Return every row below word for word, with no changes.

○ ○ ○ ○

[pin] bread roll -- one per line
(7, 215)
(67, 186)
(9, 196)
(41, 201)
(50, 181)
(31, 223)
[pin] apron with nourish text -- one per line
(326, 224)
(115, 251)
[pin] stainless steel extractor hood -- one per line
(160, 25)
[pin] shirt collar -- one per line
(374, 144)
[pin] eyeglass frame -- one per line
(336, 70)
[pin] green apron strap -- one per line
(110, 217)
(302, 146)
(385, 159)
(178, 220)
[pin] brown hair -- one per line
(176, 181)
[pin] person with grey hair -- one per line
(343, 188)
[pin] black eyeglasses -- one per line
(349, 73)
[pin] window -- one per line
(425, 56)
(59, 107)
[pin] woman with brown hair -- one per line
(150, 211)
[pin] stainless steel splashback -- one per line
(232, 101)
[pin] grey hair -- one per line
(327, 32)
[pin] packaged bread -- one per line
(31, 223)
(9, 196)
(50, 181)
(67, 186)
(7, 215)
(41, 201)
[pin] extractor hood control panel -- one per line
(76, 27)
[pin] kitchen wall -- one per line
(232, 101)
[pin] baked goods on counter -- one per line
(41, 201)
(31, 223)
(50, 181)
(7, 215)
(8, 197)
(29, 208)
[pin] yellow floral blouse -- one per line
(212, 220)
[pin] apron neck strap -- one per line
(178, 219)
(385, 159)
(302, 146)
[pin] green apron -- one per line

○ ○ ○ ○

» **In response**
[pin] bread roll -- one per line
(7, 215)
(67, 186)
(9, 196)
(41, 201)
(50, 181)
(31, 223)
[pin] apron with nourish text -- one per line
(326, 224)
(115, 251)
[pin] stainless steel extractor hood -- one per line
(160, 25)
[pin] shirt collar -- one per line
(374, 144)
[pin] eyeglass frame -- one per line
(336, 70)
[pin] green apron strap -- one per line
(110, 217)
(302, 146)
(385, 159)
(178, 220)
[pin] brown hair -- one per line
(176, 181)
[pin] person with grey hair -- one per line
(343, 188)
[pin] black eyeglasses -- one per line
(349, 73)
[pin] window -- one per line
(425, 56)
(59, 107)
[pin] woman with brown hair -- one per line
(150, 211)
[pin] stainless steel splashback -- one per line
(232, 101)
[pin] grey hair -- one per line
(327, 32)
[pin] packaged bread -- one per line
(31, 223)
(9, 196)
(50, 181)
(67, 186)
(7, 215)
(41, 201)
[pin] extractor hood control panel -- one per line
(76, 27)
[pin] kitchen wall -- one per line
(232, 101)
[pin] baked goods on counter -- one per line
(41, 201)
(31, 223)
(50, 181)
(7, 215)
(8, 197)
(29, 208)
[pin] yellow floral blouse -- one per line
(212, 220)
[pin] apron neck strap -- one per line
(178, 219)
(385, 159)
(302, 146)
[pin] green apron -- one per line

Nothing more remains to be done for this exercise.